[Records from a collection]
● ● ●

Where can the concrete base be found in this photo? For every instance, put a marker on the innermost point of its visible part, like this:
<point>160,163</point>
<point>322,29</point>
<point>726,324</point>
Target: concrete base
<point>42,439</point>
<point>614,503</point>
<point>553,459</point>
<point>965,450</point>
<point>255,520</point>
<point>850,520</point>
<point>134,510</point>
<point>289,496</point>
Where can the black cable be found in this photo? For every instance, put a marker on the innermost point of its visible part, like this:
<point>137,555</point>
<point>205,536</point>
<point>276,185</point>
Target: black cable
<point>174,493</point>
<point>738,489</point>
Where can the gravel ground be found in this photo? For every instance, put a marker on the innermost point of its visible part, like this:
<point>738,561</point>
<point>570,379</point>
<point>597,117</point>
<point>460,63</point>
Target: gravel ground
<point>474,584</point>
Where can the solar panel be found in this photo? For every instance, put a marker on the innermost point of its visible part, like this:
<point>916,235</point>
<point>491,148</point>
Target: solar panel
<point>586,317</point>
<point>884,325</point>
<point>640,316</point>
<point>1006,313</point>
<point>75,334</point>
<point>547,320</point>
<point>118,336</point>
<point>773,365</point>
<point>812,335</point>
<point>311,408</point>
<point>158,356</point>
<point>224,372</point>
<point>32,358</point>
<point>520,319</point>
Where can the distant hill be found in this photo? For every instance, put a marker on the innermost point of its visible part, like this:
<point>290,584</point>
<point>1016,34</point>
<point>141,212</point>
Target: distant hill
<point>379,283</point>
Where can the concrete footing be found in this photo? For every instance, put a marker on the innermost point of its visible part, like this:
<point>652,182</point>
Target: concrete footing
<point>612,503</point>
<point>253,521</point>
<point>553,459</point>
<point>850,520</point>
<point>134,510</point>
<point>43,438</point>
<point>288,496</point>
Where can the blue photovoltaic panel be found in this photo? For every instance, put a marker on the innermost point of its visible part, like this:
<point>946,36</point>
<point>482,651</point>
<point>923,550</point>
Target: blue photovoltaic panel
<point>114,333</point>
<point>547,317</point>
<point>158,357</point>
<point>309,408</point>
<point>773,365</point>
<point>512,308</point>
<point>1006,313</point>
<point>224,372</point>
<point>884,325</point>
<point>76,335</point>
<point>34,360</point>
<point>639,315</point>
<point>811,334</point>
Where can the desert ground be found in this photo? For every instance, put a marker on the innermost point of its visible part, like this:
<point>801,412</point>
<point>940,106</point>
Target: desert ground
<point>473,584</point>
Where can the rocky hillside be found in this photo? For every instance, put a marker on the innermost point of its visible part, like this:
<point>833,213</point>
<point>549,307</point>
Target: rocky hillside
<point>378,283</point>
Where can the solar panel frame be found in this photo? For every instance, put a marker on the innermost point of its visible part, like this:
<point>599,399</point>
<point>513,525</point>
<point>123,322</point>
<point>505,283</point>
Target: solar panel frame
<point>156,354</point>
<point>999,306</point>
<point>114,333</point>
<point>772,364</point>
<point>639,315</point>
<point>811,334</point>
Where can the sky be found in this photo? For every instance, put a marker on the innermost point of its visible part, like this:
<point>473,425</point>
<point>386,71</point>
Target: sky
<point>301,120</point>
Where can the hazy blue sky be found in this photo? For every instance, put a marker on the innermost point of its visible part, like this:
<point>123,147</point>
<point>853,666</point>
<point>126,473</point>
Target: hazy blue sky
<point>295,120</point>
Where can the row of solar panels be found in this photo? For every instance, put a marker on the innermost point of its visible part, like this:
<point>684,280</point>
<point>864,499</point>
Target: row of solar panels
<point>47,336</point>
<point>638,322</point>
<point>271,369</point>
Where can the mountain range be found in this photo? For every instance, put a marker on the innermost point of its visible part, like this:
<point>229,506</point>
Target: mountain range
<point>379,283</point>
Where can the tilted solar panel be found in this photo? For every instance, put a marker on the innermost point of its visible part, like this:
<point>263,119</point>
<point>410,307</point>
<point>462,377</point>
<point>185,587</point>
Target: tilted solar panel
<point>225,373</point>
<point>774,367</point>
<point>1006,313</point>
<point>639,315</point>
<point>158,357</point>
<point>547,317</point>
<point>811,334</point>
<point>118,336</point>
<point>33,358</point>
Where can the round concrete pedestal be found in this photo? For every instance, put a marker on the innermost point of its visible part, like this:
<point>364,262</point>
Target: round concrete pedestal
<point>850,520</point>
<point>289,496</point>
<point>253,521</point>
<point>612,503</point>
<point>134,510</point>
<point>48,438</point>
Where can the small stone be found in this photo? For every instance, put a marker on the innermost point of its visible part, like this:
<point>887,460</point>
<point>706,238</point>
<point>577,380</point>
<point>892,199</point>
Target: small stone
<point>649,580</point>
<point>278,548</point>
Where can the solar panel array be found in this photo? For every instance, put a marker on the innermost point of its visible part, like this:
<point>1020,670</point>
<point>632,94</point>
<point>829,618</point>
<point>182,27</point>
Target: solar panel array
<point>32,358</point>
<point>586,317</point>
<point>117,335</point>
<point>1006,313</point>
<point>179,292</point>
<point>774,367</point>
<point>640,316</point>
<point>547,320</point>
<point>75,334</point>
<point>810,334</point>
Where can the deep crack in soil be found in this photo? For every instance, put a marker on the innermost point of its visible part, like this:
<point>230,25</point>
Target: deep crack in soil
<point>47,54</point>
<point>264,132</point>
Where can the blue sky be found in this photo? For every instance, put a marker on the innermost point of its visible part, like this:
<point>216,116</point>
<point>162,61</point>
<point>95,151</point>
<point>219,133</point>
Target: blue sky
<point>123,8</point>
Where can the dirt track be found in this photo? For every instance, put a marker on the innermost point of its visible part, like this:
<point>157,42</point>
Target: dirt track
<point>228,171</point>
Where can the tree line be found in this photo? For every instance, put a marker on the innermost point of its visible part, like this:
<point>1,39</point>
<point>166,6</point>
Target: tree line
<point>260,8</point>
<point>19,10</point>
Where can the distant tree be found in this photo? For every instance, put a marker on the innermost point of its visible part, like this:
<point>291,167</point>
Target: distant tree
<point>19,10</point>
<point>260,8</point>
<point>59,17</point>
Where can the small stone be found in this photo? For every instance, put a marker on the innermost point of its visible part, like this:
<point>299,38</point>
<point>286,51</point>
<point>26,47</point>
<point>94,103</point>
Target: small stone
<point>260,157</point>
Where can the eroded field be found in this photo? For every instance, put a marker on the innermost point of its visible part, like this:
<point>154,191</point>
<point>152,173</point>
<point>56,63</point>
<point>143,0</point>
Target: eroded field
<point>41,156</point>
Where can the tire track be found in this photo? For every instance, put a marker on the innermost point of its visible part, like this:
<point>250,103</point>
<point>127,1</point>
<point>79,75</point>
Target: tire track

● ● ●

From the entries above, copy every line where the word "tire" shows up.

Result of the exercise
Where can the tire track be found in this photo? For every instance, put a marker on the innermost point of its visible part, like this:
Target: tire track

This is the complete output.